Published: Tue 5 Jun 2012 02:05 PM
5 June 2012
Cook Strait whale count
Former whalers and Department of Conservation researchers are again about to scour the Cook Strait sea for whales as the ninth winter whale survey in the area gets underway on Saturday 9 June.
The Cook Strait Whale Survey, which is assessing humpback whale recovery since commercial whaling ended in New Zealand in 1964, will run for four weeks until Saturday 7 July. Based on Arapawa Island in the Marlborough Sounds, the research team counts whales passing through Cook Strait as they make their annual migration north from Antarctic waters to South Pacific breeding grounds.
Seven former whalers have been part of the research project since it began in 2004 putting into action their sharp-eyed spotting skills and whale knowledge.
The survey is sponsored by OMV New Zealand Limited which also supports school students learning about whales and the research project through the web-based educational LEARNZ programme. The LEARNZ Wandering Whales programme is featuring on www.learnz.org.nz for the third year running, joining the survey team for a field trip from 20 to 22 June.

[Excerpted records]
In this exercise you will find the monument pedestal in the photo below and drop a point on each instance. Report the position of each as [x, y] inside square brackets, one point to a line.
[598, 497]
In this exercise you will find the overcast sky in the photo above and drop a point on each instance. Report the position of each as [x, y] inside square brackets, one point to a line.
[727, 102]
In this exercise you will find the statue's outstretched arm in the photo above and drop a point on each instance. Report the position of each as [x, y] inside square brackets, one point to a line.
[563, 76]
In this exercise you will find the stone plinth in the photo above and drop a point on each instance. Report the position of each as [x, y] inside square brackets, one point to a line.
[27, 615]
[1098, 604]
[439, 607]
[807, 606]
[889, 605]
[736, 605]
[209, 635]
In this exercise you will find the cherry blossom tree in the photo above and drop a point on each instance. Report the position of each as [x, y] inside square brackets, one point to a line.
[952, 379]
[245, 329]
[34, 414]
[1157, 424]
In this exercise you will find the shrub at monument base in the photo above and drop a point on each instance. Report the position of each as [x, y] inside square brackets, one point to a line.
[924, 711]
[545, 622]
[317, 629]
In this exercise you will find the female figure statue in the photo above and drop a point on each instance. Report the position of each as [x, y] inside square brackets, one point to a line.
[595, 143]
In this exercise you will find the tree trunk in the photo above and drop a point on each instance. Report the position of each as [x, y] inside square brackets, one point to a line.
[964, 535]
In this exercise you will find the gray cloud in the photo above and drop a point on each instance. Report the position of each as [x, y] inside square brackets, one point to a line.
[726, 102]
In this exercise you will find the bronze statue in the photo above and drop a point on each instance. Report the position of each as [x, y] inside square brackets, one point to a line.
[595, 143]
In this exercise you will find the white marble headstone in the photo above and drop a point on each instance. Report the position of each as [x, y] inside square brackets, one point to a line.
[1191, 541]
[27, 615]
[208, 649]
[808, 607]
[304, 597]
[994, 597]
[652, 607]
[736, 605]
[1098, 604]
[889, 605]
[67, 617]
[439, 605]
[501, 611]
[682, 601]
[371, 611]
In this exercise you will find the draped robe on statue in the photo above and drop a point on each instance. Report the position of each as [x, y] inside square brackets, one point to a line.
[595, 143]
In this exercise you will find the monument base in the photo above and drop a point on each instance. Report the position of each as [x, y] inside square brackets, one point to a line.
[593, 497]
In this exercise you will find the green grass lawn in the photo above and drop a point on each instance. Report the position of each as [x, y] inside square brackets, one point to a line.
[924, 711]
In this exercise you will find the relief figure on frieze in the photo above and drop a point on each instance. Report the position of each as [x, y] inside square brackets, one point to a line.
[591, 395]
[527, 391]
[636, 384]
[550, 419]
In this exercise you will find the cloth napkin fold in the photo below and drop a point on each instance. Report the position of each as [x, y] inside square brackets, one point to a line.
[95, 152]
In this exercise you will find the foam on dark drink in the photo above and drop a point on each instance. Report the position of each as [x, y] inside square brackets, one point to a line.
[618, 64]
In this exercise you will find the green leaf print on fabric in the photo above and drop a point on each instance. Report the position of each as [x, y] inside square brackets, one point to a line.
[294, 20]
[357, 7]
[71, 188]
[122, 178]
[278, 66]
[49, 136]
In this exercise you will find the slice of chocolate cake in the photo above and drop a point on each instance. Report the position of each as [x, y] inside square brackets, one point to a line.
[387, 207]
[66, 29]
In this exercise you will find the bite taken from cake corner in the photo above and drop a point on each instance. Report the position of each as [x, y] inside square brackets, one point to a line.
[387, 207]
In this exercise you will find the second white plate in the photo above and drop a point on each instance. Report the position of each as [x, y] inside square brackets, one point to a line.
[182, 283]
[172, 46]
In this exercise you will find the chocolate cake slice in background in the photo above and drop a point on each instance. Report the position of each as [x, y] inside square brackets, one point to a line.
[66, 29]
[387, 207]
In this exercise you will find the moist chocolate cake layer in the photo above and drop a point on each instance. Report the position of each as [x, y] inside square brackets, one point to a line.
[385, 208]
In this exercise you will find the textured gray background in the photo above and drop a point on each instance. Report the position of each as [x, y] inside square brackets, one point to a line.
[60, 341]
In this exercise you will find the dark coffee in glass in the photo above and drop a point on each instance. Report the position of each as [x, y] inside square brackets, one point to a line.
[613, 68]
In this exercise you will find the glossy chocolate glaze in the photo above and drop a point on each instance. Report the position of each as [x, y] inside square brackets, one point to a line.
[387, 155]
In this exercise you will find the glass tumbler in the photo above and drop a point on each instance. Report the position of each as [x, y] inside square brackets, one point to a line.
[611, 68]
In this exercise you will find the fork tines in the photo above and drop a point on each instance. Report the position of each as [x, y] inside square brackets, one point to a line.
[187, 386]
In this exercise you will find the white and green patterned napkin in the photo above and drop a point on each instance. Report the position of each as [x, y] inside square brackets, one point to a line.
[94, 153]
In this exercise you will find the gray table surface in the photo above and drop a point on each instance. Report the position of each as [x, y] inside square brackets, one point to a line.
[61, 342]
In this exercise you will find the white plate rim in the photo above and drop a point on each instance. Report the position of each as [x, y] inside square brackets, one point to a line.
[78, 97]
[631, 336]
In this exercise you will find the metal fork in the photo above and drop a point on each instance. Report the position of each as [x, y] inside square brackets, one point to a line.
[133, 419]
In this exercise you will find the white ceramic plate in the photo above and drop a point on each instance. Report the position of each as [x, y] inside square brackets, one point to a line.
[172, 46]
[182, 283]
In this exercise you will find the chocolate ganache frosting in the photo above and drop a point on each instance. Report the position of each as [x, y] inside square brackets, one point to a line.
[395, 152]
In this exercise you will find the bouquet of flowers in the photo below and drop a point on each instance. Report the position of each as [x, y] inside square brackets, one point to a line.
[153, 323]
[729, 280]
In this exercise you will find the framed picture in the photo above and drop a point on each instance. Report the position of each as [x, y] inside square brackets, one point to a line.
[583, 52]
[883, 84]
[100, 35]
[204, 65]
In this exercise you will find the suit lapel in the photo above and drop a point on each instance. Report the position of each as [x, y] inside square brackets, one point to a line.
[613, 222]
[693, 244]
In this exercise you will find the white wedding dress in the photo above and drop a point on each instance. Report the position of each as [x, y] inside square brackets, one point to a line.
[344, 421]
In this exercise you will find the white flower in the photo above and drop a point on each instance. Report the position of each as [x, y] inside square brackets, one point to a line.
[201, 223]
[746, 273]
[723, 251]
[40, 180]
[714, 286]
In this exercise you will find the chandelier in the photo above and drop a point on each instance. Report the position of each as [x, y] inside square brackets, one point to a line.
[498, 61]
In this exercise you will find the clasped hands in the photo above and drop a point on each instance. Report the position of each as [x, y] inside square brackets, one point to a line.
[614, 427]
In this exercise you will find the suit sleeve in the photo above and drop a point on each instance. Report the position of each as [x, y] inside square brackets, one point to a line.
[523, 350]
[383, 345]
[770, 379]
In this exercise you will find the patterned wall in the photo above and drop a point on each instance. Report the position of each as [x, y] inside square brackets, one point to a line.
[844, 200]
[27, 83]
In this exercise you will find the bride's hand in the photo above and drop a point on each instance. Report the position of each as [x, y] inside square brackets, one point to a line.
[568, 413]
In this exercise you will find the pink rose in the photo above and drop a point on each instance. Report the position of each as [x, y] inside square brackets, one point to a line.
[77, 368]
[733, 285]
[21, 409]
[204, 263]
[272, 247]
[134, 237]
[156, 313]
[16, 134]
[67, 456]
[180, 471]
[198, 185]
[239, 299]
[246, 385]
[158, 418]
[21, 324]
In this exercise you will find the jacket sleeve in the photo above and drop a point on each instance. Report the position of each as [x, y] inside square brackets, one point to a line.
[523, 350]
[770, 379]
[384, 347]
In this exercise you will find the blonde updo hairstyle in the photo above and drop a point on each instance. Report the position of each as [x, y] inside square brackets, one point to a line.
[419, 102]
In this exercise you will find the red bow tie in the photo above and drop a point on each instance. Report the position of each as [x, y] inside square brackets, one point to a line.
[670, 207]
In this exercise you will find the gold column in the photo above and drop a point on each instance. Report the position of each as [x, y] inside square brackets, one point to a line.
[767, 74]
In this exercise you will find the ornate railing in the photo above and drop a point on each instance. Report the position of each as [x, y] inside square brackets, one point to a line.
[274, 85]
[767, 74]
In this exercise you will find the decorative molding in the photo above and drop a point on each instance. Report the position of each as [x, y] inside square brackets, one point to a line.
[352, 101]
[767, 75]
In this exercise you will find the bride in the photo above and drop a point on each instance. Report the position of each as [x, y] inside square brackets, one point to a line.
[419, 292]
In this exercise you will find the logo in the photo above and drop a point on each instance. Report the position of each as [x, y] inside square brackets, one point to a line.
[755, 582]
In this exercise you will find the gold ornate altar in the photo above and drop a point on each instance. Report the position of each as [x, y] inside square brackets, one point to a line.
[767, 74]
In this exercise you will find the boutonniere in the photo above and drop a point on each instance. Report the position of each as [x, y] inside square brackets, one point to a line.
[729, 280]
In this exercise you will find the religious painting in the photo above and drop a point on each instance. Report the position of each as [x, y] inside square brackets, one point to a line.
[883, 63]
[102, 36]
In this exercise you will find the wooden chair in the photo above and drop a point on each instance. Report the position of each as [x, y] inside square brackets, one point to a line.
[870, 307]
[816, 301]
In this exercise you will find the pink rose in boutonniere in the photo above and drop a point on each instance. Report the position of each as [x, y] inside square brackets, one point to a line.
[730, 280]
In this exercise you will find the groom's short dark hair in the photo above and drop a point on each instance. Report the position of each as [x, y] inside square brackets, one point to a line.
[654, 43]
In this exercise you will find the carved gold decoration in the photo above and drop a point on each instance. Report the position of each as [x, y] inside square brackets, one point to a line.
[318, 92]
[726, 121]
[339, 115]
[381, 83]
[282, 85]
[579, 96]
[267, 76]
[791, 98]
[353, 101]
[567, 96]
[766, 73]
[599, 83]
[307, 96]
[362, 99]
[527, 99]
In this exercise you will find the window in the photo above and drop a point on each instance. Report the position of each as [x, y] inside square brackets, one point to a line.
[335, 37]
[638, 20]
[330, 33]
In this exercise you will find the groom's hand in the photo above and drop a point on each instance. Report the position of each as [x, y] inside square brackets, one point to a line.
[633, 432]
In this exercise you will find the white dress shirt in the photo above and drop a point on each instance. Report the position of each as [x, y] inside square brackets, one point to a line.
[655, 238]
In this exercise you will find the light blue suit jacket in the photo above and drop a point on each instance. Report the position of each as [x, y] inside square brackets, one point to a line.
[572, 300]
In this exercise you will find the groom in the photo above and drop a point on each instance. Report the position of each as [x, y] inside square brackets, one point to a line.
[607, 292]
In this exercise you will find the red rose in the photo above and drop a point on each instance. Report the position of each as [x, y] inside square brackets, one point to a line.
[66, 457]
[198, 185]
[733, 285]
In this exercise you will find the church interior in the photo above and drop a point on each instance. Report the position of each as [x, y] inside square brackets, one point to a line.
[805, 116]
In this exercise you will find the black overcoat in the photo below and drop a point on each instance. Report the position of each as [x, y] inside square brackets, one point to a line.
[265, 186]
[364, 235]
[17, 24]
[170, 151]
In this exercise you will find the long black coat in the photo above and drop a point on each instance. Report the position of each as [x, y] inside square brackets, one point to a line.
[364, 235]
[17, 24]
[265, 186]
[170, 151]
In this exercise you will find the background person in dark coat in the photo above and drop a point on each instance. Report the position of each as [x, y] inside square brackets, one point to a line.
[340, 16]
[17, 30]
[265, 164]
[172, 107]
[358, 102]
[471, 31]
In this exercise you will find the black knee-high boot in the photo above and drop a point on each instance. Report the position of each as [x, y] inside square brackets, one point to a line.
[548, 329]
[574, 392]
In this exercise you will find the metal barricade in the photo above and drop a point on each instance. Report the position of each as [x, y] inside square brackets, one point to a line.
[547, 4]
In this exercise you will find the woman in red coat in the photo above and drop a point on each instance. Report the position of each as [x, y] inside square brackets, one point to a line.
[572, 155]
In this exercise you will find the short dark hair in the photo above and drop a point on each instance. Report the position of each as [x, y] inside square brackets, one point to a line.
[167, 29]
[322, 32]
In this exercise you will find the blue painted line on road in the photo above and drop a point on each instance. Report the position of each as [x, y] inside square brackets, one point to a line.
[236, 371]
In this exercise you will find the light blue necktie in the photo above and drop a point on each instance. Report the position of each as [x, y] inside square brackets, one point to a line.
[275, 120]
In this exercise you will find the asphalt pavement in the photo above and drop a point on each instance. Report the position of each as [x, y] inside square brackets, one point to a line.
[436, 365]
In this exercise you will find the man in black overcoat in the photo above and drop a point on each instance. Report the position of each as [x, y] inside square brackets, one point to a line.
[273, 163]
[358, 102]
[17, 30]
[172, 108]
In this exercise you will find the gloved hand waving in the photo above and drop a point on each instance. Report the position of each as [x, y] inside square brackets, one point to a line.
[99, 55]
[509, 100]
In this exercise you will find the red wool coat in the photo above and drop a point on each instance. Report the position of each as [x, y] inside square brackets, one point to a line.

[Stated exercise 1] Reproduce the Cook Strait whale count report from "The Cook Strait Whale" to "and whale knowledge.".
[Stated exercise 2] Extend the Cook Strait whale count report beyond its last sentence.
The lines that come after the report are drawn from a separate source.

[Exercise output 1]
The Cook Strait Whale Survey, which is assessing humpback whale recovery since commercial whaling ended in New Zealand in 1964, will run for four weeks until Saturday 7 July. Based on Arapawa Island in the Marlborough Sounds, the research team counts whales passing through Cook Strait as they make their annual migration north from Antarctic waters to South Pacific breeding grounds.
Seven former whalers have been part of the research project since it began in 2004 putting into action their sharp-eyed spotting skills and whale knowledge.

[Exercise output 2]
DOC Wellington-based marine ecologist Nadine Bott, who leads the survey, says the information obtained through the research assists efforts to protect humpback whales in the South Pacific and Southern Ocean.
‘Our eight years of survey has provided useful information on humpback whales in New Zealand waters. The findings to date suggest the population here is only slowly increasing and at a much slower rate than the Australian population. We are endeavouring through this research to find out why that is.
‘I am extremely grateful to OMV New Zealand Limited for working in partnership with the Department of Conservation for this valuable humpback whale research.’
Last year’s survey achieved an all-time high tally with 73 humpbacks spotted, 19 sightings of blue whales, which included repeat sightings of at least four individual blue whales, four sperm whale sightings, thought to be of the same whale, and two orca sightings, also likely the same whale.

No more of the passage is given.